### Exercise tasks
- a) Do these statements agree with the NHS debate excerpt? (i) The cross-party talks on social care have been called off. (ii) Category 2 ambulance performance is now published at ICB level. (iii) The 10-year plan is being brought forward this spring. Answer yes or no for each, quoting the deciding words.
- b) From the NHS debate excerpt, extract everything from "The shadow Minister" down to "in delivering it.".

### Source extract
The social care cross-party talks, to which the Liberal Democrat spokesperson referred, have not been called off; they have been merely delayed. As I told her in the Chamber just yesterday, it is very much about making sure that we have the right people in the room and that they can attend. It is our intention for the talks to go ahead very soon. They have not been called off; they have been merely postponed.
Of course, we need further reform. We are bringing it forward through the 10-year plan this spring to accompany the additional investment in the NHS. The Government will publish that plan for radical reform in the NHS, with those three big reform shifts: from hospital to community, from analogue to digital and from sickness to prevention. The reforms will support putting the NHS on a sustainable footing so that it can tackle the problems of today and of the future.
The shadow Minister asked about the configuration of ambulance services. As I am sure she is aware, decisions on service configuration must be made by those who are experts in delivering it.
We have also talked about the key issues of rurality. A range of adjustments are made in the core ICB allocations formula to account for the fact that the costs of providing healthcare may vary between rural and urban areas. Some of the differences, such as the tendency for rural populations to be older, are naturally captured within the formula. We continue to review the formula for the impact of the characteristics of local areas, such as rural, urban and coastal, in the development programme.
I encourage all hon. Members to raise these matters with their local ICBs, which are responsible for commissioning the right configuration of local services. The NHS has increased the availability of local data on ambulance response times performance, with category 2 ambulance performance now published at ICB level, which has increased the transparency of the important data. I encourage hon. Members to use that data to direct conversations with their ICBs.

### Data shown
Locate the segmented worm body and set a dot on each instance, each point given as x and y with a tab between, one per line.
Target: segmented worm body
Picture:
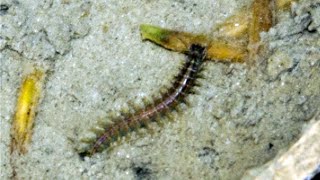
182	86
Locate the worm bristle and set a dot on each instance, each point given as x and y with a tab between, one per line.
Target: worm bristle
167	103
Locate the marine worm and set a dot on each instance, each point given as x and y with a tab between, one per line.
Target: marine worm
180	88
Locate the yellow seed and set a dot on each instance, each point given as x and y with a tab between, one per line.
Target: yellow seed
173	40
261	19
28	100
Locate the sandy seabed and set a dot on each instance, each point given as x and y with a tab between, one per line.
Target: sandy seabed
96	63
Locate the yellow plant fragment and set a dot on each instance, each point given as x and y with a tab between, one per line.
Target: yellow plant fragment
181	41
223	51
235	26
173	40
28	100
261	19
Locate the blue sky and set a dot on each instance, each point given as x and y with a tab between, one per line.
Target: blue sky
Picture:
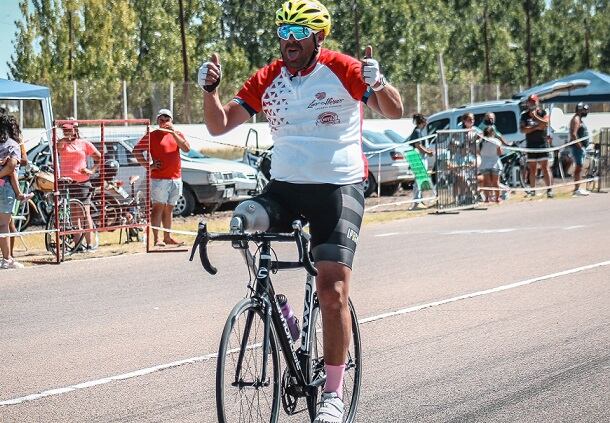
9	12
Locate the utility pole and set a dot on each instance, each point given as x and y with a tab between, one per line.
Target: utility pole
185	66
356	28
487	46
587	43
528	40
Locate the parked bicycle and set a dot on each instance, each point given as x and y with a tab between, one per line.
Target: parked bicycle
249	386
69	221
514	170
122	209
593	168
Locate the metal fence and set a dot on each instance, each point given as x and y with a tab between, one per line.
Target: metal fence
456	169
141	99
97	194
604	159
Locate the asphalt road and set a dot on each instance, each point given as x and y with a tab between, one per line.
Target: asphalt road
529	344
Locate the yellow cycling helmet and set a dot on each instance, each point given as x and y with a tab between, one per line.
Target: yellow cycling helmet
309	13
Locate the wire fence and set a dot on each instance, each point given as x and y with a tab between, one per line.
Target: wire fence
141	99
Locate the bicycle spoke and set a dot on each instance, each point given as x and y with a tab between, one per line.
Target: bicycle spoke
246	396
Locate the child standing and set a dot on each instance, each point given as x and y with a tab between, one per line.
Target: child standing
491	166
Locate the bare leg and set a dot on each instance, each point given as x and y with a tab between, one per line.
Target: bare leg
495	183
577	175
4	242
13	229
155	219
531	167
168	211
546	171
332	284
89	221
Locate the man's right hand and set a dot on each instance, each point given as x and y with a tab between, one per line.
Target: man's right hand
210	74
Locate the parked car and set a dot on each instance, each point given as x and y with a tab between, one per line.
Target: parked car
244	175
208	185
389	168
508	114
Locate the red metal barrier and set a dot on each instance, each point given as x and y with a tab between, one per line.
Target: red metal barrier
99	186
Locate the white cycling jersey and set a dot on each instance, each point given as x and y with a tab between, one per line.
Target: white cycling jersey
315	118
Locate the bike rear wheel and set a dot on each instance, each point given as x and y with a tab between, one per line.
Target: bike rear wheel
241	395
353	364
67	243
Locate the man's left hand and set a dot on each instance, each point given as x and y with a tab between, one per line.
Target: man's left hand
370	68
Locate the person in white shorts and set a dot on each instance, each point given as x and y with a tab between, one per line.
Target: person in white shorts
163	146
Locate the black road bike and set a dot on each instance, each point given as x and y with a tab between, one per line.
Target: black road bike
250	383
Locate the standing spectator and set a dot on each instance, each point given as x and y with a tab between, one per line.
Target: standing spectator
420	122
74	175
165	173
534	123
9	149
15	133
491	166
490	120
579	130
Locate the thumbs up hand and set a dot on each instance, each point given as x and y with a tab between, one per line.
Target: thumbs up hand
370	71
370	68
209	74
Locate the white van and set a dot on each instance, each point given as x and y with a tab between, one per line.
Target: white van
508	114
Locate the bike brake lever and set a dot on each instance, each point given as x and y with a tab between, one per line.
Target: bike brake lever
302	248
202	242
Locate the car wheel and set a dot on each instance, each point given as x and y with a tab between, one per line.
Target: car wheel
370	186
389	189
186	203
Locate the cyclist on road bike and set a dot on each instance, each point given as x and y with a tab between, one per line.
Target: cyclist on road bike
312	98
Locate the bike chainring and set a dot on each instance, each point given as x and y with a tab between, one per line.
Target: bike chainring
289	399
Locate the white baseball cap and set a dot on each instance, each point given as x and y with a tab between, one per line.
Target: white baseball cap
165	112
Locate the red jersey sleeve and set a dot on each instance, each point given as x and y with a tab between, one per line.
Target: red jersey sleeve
90	148
348	70
143	144
250	95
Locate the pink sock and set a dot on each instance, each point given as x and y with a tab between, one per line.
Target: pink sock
334	379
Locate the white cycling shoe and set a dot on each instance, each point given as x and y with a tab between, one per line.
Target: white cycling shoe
331	409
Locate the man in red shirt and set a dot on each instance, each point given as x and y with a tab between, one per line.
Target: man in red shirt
165	172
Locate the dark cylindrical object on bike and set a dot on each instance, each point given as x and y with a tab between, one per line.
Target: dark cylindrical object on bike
291	318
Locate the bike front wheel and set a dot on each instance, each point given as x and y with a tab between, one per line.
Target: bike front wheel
353	365
243	392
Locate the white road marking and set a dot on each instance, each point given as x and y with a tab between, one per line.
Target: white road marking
483	292
480	231
207	357
388	234
569	228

### Your written answers
- a)
(i) No: "They have not been called off; they have been merely postponed."
(ii) Yes: "with category 2 ambulance performance now published at ICB level"
(iii) Yes: "We are bringing it forward through the 10-year plan this spring"

- b)
The shadow Minister asked about the configuration of ambulance services. As I am sure she is aware, decisions on service configuration must be made by those who are experts in delivering it.